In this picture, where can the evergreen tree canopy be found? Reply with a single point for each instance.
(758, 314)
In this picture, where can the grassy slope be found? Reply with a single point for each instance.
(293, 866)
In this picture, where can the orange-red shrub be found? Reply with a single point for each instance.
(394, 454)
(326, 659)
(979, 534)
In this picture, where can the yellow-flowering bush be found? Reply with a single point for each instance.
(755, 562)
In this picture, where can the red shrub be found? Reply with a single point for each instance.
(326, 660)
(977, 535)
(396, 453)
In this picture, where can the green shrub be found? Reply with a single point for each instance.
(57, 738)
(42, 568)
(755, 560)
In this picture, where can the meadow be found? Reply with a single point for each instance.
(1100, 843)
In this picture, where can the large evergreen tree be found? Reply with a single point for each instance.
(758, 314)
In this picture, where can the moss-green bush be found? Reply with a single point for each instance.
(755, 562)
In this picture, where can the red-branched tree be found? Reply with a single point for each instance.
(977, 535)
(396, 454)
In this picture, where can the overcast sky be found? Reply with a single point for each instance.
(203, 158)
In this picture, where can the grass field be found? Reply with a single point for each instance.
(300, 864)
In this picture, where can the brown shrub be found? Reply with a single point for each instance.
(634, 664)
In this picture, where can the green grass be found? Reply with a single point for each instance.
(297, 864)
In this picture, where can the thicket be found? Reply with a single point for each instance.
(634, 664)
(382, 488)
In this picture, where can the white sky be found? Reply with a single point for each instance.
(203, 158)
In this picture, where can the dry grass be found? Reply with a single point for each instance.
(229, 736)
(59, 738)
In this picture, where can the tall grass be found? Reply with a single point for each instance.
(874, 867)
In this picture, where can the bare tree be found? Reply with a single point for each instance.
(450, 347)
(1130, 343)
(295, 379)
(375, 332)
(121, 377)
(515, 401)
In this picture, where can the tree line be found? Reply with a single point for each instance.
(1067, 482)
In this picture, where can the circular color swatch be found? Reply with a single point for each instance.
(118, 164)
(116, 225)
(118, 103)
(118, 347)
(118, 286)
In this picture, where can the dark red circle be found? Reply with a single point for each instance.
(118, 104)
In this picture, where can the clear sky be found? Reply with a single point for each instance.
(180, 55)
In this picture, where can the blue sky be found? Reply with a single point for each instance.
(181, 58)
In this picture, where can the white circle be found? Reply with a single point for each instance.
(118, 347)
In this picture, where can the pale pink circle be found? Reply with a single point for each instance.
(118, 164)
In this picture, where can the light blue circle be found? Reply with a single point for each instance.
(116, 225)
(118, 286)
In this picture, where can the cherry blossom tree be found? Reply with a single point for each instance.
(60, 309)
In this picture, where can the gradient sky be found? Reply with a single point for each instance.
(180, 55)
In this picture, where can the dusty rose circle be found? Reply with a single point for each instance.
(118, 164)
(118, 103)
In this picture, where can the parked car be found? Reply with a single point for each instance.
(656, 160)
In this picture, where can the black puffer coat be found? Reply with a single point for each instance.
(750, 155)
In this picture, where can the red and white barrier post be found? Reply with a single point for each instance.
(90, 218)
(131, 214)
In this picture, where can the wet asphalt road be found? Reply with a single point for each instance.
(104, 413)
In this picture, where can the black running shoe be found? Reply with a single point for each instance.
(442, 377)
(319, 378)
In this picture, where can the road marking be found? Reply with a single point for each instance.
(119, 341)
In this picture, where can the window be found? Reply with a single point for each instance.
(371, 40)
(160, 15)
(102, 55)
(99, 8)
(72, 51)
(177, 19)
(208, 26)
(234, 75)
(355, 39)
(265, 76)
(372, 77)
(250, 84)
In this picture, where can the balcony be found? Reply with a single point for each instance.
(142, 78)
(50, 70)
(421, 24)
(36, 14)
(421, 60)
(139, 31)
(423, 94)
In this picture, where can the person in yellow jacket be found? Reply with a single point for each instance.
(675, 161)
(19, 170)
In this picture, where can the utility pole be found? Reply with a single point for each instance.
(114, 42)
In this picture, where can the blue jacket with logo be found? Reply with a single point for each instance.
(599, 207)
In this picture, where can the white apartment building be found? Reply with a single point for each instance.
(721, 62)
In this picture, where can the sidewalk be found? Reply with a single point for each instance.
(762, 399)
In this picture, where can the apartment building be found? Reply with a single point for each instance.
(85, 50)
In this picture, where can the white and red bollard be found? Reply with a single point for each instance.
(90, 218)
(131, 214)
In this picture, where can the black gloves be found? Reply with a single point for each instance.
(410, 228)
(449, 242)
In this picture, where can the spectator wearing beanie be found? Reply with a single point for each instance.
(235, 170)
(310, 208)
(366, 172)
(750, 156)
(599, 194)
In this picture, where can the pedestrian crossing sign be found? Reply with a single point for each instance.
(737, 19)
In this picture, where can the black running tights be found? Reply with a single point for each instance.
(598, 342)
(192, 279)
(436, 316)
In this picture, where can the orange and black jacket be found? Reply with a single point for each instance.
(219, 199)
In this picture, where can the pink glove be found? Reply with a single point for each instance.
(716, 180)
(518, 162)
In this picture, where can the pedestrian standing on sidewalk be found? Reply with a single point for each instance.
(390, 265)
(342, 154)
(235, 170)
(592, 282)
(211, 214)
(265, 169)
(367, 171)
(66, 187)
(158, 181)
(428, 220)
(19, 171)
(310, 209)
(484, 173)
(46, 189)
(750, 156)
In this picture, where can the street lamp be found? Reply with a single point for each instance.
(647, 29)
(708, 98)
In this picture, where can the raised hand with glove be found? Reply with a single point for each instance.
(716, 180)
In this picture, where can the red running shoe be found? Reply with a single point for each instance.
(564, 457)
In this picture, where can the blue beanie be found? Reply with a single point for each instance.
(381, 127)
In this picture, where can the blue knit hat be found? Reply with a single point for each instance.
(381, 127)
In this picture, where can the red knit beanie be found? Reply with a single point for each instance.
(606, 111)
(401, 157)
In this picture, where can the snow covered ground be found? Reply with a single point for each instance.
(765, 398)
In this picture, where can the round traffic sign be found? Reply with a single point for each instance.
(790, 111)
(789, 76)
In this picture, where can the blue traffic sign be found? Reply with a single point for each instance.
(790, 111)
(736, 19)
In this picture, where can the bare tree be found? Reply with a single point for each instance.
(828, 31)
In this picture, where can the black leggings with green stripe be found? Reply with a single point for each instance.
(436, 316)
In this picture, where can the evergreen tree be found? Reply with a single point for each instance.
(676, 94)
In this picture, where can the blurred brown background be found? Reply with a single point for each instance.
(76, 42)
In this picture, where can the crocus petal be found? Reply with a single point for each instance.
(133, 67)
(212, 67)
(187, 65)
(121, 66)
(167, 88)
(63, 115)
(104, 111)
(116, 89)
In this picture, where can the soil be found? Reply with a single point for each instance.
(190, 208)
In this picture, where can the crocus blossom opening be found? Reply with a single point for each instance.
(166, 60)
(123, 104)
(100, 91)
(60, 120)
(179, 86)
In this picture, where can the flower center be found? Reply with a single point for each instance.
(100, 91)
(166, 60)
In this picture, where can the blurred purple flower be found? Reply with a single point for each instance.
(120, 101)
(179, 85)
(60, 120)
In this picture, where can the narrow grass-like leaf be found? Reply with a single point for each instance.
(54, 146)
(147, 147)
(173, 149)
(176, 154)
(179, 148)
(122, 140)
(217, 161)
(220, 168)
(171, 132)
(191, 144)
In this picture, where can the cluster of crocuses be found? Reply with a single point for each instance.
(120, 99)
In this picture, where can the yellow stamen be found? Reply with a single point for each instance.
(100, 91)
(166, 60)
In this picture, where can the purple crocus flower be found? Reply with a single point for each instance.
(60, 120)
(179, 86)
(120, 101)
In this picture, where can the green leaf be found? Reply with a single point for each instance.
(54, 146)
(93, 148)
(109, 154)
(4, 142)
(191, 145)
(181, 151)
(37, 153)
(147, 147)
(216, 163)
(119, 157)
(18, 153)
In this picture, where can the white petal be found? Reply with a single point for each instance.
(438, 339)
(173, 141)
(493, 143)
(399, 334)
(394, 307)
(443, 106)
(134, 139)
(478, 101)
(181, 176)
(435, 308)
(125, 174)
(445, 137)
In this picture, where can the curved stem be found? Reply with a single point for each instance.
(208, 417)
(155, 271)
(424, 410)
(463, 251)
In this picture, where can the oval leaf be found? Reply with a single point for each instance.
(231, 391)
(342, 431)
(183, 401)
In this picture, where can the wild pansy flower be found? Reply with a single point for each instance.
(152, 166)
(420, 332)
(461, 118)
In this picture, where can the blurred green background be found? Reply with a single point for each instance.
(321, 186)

_EXERCISE DETAILS:_
Could you add 144 to both coordinates of every answer point and write the lines out again, with the request lines unchanged? Begin at the line that contains "In this picture, where can the purple" and stop after the last line of the listing above.

_ANSWER TO THIS PROBLEM:_
In this picture, where can the purple crocus flower be found? Reply with a single point for each instance.
(204, 264)
(323, 230)
(264, 245)
In this picture, where can the green leaf be found? Reply with a single point for each instance.
(198, 290)
(237, 292)
(253, 298)
(148, 286)
(335, 289)
(325, 295)
(181, 297)
(291, 291)
(360, 307)
(263, 301)
(162, 297)
In this picture, where can the white petal be found? Reply with a single point for each instance.
(582, 483)
(317, 285)
(637, 287)
(543, 478)
(538, 451)
(587, 250)
(278, 283)
(622, 245)
(325, 320)
(579, 452)
(269, 318)
(589, 281)
In this picture, where can the curved stem be found? Reply with a single point for each instance.
(352, 561)
(299, 415)
(568, 554)
(607, 395)
In this picture, where can the oval leaf be found? Reply with a single point for each instance.
(375, 535)
(486, 575)
(327, 545)
In this picture, where can the wild pansy flower be found? Reply with a single point for each instance.
(296, 310)
(564, 476)
(605, 262)
In this picture, where can the blurred green background be found? Reply with a single point for each instance.
(465, 330)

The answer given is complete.